Could you copy the whole listing below word for word, leaving out the pictures?

(Mask labeling examples)
-- BEGIN --

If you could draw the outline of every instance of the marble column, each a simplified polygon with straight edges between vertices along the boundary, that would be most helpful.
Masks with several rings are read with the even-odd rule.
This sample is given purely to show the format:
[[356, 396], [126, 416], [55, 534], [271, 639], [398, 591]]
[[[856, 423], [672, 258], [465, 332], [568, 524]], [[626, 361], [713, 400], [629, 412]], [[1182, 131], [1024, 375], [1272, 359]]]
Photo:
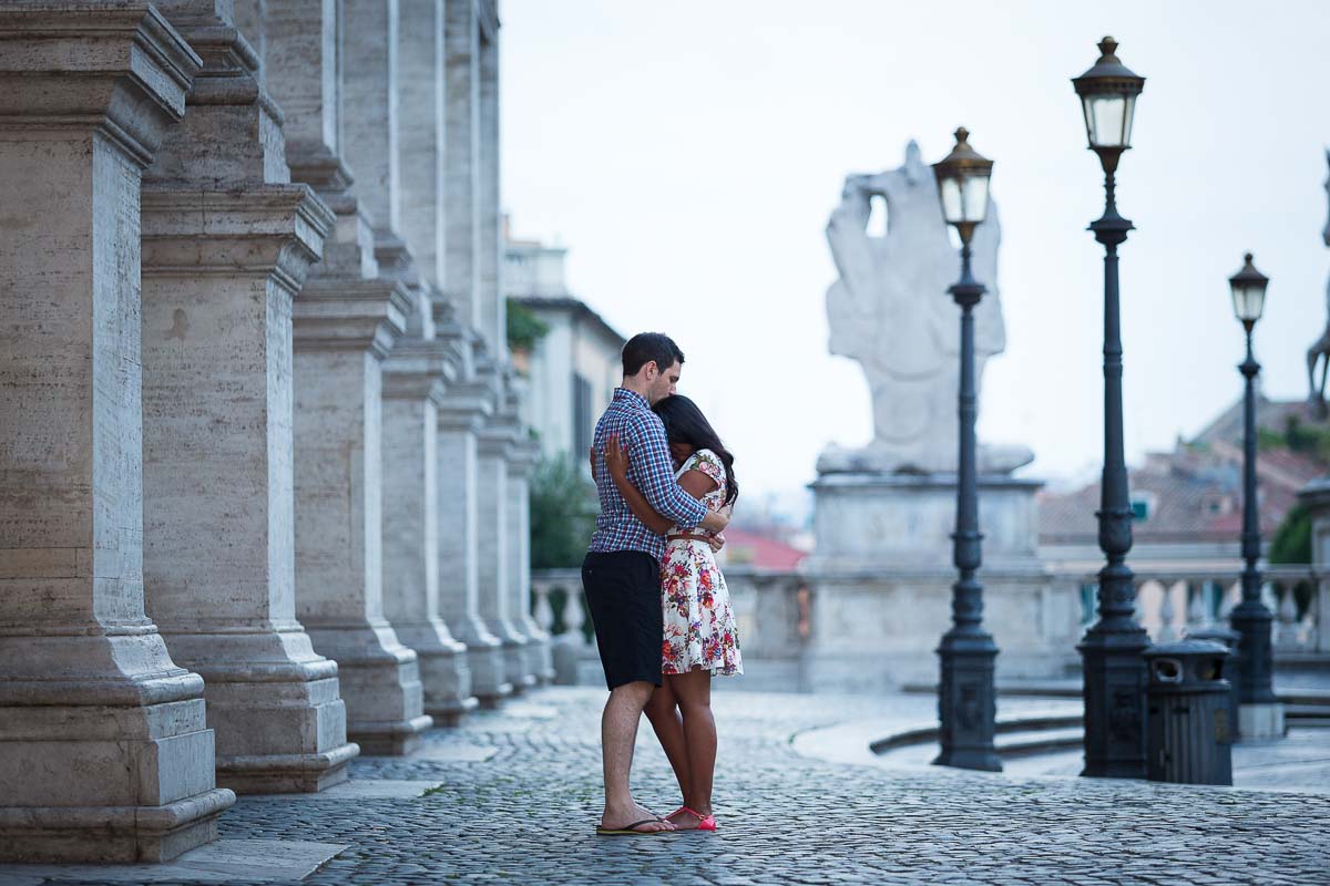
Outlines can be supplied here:
[[508, 456], [508, 586], [513, 624], [527, 638], [527, 673], [537, 683], [555, 679], [549, 634], [531, 614], [531, 472], [539, 444], [519, 440]]
[[476, 139], [476, 303], [475, 325], [484, 336], [491, 357], [508, 363], [507, 299], [503, 290], [503, 207], [499, 186], [499, 20], [487, 16], [481, 5], [479, 86], [476, 100], [479, 133]]
[[295, 300], [295, 600], [336, 660], [347, 733], [364, 753], [410, 753], [430, 728], [420, 665], [383, 615], [383, 357], [410, 292], [313, 276]]
[[480, 615], [477, 440], [493, 412], [493, 391], [476, 377], [477, 335], [450, 312], [436, 315], [439, 337], [458, 365], [438, 408], [439, 611], [452, 636], [467, 644], [471, 691], [493, 708], [512, 695], [503, 643]]
[[439, 611], [439, 404], [455, 368], [443, 341], [403, 340], [383, 373], [383, 608], [415, 650], [424, 711], [456, 724], [476, 707], [467, 647]]
[[400, 235], [398, 0], [340, 1], [344, 65], [350, 72], [342, 81], [342, 151], [355, 175], [351, 193], [372, 222], [380, 274], [414, 286], [411, 251]]
[[503, 643], [504, 668], [513, 691], [535, 685], [527, 667], [527, 635], [512, 618], [508, 549], [515, 543], [508, 525], [508, 460], [517, 442], [517, 417], [508, 408], [501, 375], [483, 367], [481, 376], [496, 397], [496, 409], [476, 441], [476, 553], [480, 563], [480, 618]]
[[400, 231], [422, 284], [438, 291], [444, 286], [444, 0], [399, 3]]
[[480, 23], [476, 3], [444, 8], [444, 291], [456, 321], [480, 319]]
[[334, 217], [289, 181], [251, 44], [207, 0], [166, 8], [205, 77], [144, 185], [148, 611], [205, 679], [218, 781], [319, 790], [356, 747], [295, 618], [291, 300]]
[[293, 307], [297, 615], [314, 648], [338, 662], [351, 740], [364, 753], [407, 753], [431, 719], [418, 658], [383, 614], [382, 361], [416, 294], [400, 279], [410, 254], [386, 252], [407, 263], [399, 279], [376, 254], [376, 230], [392, 230], [394, 198], [379, 190], [396, 187], [395, 161], [359, 154], [363, 183], [346, 162], [352, 142], [395, 138], [379, 132], [395, 121], [392, 60], [375, 53], [392, 52], [396, 4], [266, 3], [267, 81], [293, 120], [291, 175], [336, 215]]
[[200, 68], [146, 4], [0, 8], [4, 861], [172, 858], [235, 801], [144, 611], [140, 185]]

-- END --

_Output of the exercise:_
If you could draw the outline of every instance of the marble column, each a simplified polygon with straight edges between vertices along the boundary, that would be most helpful.
Masks with several rings are read with the even-odd rule.
This sample is given purely to show the format:
[[356, 396], [126, 416], [55, 534], [271, 639], [398, 591]]
[[[856, 423], [672, 258], [465, 332], [568, 524]], [[626, 361], [713, 400], [629, 412]], [[1182, 131], [1024, 375], [1272, 359]]]
Photo:
Outlines can be supplied here:
[[508, 456], [508, 586], [513, 624], [527, 638], [527, 673], [537, 683], [555, 679], [549, 634], [531, 614], [531, 472], [539, 444], [519, 440]]
[[476, 139], [476, 303], [475, 325], [484, 336], [491, 357], [508, 363], [507, 299], [503, 290], [503, 207], [499, 186], [499, 20], [487, 16], [481, 5], [479, 86], [476, 100], [479, 133]]
[[295, 300], [295, 600], [336, 660], [347, 733], [364, 753], [410, 753], [430, 728], [420, 665], [383, 615], [383, 357], [410, 292], [313, 276]]
[[480, 615], [477, 440], [493, 412], [493, 391], [476, 377], [477, 335], [450, 312], [436, 315], [439, 337], [458, 365], [438, 408], [439, 611], [452, 636], [467, 644], [471, 691], [493, 708], [512, 695], [503, 643]]
[[439, 611], [439, 404], [455, 368], [443, 341], [403, 340], [383, 373], [383, 608], [415, 650], [424, 711], [456, 724], [476, 707], [467, 647]]
[[400, 235], [398, 0], [340, 1], [344, 65], [350, 72], [342, 81], [342, 151], [355, 175], [351, 193], [372, 222], [380, 274], [414, 286], [411, 251]]
[[503, 643], [504, 668], [513, 691], [535, 685], [527, 667], [527, 635], [512, 618], [508, 549], [515, 543], [508, 525], [508, 460], [517, 442], [517, 417], [508, 408], [501, 375], [483, 367], [481, 376], [496, 397], [496, 409], [476, 441], [476, 553], [480, 563], [480, 618]]
[[400, 231], [422, 284], [438, 291], [444, 286], [444, 0], [399, 3]]
[[480, 23], [476, 3], [444, 8], [444, 291], [456, 321], [480, 319]]
[[334, 217], [289, 181], [251, 44], [207, 0], [166, 8], [205, 77], [144, 185], [148, 611], [205, 679], [218, 781], [319, 790], [356, 747], [295, 618], [291, 300]]
[[293, 307], [297, 615], [314, 648], [338, 662], [351, 740], [364, 753], [407, 753], [431, 719], [418, 658], [383, 614], [382, 361], [416, 294], [400, 279], [410, 254], [386, 252], [407, 263], [399, 279], [376, 254], [376, 230], [392, 230], [394, 198], [379, 190], [396, 187], [395, 161], [359, 154], [363, 183], [346, 162], [352, 142], [395, 138], [379, 132], [395, 121], [392, 60], [375, 53], [392, 52], [396, 4], [266, 3], [267, 81], [293, 120], [291, 175], [336, 215]]
[[200, 68], [146, 4], [0, 8], [4, 861], [172, 858], [235, 801], [144, 611], [140, 185]]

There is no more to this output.